### [DIRECTION]
From the material below, extract each line containing the string "wall" and copy those lines unchanged.

[Dataset excerpt]
+---+

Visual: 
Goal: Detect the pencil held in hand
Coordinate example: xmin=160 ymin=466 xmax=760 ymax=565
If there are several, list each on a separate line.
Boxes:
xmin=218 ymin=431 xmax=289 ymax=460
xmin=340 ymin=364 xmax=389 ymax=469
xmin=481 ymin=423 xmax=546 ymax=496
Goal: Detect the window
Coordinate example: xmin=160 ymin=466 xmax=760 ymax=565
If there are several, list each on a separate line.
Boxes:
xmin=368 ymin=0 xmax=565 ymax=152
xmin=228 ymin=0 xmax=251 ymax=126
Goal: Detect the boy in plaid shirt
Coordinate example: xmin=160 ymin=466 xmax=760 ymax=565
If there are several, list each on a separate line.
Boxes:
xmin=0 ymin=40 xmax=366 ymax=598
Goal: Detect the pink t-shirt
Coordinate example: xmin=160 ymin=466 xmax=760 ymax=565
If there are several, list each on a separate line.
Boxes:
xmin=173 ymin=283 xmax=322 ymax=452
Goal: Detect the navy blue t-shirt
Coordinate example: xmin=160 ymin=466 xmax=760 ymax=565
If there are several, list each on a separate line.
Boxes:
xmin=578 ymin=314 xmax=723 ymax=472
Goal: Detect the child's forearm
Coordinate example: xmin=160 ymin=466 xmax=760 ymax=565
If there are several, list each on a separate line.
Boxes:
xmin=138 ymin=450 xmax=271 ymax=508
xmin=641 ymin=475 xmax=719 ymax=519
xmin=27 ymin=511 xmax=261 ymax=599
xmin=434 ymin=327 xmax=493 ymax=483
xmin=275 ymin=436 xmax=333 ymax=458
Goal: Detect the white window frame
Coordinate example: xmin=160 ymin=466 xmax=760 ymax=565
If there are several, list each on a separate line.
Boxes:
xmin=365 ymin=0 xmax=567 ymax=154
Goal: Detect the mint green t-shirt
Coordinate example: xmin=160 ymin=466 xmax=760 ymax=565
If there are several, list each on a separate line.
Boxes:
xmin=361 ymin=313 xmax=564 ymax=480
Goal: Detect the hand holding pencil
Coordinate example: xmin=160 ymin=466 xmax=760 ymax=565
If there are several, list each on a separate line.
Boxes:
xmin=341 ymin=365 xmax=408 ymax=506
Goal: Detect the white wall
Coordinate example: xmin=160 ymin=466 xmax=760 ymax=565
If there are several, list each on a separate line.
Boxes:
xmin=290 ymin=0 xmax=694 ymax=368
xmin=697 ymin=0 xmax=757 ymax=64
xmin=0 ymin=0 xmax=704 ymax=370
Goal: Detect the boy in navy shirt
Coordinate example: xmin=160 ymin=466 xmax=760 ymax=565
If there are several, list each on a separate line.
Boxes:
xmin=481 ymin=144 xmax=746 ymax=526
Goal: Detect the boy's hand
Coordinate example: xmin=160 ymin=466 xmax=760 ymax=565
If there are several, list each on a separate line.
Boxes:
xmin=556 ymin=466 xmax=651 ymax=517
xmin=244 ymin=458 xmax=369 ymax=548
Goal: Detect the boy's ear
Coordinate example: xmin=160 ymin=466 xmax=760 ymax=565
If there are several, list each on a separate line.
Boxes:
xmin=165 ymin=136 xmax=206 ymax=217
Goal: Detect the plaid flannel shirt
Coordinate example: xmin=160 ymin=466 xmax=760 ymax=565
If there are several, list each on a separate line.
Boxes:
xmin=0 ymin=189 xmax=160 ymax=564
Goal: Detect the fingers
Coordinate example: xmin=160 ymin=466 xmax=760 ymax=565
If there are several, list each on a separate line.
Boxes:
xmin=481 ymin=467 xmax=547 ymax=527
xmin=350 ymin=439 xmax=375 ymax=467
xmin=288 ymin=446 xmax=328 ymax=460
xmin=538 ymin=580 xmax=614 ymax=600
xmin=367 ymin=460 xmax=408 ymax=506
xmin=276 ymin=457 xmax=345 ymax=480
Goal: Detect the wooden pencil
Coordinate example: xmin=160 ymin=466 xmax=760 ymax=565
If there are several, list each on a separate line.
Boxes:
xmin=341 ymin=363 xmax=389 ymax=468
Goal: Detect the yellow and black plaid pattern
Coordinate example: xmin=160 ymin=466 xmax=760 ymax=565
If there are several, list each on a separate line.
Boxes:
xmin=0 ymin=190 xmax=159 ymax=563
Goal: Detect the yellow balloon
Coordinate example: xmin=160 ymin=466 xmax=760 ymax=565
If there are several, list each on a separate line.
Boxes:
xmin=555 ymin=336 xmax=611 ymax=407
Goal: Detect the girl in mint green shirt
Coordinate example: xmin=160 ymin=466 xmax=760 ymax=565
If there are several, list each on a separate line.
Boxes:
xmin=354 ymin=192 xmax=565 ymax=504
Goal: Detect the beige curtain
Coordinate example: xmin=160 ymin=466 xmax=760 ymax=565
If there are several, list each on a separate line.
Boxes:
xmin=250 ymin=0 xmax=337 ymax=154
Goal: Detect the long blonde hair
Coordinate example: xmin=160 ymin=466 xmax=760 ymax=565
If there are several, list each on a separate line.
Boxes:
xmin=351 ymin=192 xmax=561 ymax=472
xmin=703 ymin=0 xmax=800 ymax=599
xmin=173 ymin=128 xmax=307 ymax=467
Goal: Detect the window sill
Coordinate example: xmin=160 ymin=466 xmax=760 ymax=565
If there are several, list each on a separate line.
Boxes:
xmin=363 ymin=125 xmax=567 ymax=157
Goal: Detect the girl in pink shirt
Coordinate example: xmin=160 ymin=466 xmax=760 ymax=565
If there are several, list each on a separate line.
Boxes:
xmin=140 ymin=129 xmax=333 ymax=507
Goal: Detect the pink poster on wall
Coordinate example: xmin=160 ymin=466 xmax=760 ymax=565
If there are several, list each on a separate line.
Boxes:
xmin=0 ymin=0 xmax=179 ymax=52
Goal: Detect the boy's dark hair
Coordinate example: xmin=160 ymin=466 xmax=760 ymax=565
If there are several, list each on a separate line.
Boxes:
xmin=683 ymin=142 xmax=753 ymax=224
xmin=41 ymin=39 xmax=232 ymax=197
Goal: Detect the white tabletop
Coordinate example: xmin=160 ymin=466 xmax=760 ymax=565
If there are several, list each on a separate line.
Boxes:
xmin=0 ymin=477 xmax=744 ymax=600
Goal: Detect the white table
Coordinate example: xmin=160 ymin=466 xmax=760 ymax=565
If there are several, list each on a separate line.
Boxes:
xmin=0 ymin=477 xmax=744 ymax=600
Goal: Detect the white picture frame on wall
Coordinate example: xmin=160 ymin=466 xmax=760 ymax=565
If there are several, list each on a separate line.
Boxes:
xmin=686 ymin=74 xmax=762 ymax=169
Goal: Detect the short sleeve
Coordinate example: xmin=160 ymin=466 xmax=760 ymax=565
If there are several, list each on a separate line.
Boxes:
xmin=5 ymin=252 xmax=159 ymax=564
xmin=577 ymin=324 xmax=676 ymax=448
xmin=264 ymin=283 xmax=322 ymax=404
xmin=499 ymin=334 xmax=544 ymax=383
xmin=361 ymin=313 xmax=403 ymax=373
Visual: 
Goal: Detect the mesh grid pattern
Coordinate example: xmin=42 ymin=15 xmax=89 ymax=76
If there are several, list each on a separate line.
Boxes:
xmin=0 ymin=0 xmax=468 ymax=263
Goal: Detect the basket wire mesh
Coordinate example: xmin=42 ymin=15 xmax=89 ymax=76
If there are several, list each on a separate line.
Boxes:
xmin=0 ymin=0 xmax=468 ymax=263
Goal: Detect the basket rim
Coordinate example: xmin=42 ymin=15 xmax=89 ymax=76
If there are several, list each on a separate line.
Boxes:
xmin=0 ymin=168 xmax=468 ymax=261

+---+

### [EXERCISE RESULT]
Goal: Detect the white wall
Goal: Detect the pink poster on wall
Goal: Detect the white picture frame on wall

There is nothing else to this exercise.